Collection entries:

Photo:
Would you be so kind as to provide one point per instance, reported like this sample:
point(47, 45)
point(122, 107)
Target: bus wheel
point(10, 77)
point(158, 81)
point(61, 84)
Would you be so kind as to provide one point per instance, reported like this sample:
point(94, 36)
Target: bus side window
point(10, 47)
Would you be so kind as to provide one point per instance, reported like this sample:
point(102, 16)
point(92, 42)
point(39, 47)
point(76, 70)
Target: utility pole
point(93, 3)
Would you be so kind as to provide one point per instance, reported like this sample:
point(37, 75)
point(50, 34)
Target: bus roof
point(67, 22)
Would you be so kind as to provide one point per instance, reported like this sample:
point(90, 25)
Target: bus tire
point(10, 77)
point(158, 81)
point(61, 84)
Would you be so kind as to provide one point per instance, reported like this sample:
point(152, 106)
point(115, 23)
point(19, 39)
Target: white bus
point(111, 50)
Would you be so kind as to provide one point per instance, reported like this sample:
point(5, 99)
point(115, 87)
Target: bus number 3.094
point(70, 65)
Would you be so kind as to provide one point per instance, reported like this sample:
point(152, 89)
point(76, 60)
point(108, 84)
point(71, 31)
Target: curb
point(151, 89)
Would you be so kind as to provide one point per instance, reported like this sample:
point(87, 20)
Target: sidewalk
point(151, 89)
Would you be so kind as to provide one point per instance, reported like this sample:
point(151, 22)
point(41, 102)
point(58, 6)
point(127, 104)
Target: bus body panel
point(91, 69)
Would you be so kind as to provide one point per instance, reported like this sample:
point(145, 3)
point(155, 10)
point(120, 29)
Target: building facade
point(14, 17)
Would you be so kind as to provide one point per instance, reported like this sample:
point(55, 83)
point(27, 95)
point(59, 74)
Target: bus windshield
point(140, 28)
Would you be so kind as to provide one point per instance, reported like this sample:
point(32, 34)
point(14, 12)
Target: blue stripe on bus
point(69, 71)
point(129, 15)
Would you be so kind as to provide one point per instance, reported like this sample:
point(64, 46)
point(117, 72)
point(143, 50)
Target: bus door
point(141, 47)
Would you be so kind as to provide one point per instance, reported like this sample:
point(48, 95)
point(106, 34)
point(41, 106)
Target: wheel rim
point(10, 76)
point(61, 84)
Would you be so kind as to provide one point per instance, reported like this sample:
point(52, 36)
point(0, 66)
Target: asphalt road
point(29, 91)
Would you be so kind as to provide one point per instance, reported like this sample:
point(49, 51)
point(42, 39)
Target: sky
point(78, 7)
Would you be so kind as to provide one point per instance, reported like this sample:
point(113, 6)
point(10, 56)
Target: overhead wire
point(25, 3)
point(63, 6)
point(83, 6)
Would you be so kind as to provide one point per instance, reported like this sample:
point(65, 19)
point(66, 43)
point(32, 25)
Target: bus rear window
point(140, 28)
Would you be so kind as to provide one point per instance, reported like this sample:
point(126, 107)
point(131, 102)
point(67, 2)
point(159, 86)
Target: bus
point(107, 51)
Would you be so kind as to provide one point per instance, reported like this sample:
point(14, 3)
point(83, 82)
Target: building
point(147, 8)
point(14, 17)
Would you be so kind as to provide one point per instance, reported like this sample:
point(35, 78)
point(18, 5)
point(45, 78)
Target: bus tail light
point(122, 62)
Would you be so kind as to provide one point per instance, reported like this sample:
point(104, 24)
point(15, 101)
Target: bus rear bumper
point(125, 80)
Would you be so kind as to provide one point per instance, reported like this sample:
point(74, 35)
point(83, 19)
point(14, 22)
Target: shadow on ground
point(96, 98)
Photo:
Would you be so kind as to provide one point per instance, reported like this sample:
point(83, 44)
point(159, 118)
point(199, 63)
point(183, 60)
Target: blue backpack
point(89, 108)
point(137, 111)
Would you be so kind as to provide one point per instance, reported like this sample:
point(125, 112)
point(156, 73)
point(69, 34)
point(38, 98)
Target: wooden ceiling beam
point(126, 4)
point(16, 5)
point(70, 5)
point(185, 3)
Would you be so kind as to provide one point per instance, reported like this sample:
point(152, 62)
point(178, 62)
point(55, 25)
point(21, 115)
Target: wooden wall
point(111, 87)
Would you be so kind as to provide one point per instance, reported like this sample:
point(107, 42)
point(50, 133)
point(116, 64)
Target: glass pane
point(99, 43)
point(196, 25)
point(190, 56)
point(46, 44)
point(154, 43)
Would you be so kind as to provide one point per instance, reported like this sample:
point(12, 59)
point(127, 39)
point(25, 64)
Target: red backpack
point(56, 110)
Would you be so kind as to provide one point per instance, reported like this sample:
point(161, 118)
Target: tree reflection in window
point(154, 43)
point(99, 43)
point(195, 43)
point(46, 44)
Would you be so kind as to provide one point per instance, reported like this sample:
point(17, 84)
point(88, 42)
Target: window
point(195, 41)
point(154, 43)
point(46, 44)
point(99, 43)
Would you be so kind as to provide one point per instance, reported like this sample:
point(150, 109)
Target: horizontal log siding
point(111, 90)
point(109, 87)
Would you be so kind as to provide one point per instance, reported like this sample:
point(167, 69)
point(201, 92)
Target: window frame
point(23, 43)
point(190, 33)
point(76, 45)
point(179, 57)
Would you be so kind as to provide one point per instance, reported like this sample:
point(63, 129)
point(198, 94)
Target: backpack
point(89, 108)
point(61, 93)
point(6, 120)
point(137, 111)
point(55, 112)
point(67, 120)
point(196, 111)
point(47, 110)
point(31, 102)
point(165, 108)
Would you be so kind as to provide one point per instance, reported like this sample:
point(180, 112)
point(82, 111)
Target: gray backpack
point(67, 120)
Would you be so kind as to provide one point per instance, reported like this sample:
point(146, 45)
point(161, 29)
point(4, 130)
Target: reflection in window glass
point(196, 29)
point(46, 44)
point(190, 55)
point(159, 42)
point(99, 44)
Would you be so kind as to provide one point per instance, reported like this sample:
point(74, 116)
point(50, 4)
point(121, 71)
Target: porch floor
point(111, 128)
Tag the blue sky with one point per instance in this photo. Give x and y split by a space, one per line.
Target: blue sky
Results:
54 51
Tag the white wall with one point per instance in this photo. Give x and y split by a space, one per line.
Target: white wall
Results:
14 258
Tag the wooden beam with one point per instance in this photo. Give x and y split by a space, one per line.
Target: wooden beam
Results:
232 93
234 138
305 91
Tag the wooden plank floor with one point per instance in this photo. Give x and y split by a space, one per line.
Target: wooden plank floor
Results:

[Problem description] Repeat exactly, please, each line from the beginning of the data through the line with "point(76, 70)" in it, and only those lines.

[Written response]
Photo:
Would you be so kind as to provide one point per instance, reported like this sample:
point(47, 45)
point(122, 107)
Target: bus wheel
point(10, 77)
point(158, 81)
point(61, 84)
Would you be so kind as to provide one point per instance, reported like this sample:
point(94, 36)
Target: bus side window
point(10, 47)
Would you be so kind as to provide one point per instance, reported like this sample:
point(102, 16)
point(92, 42)
point(39, 47)
point(76, 70)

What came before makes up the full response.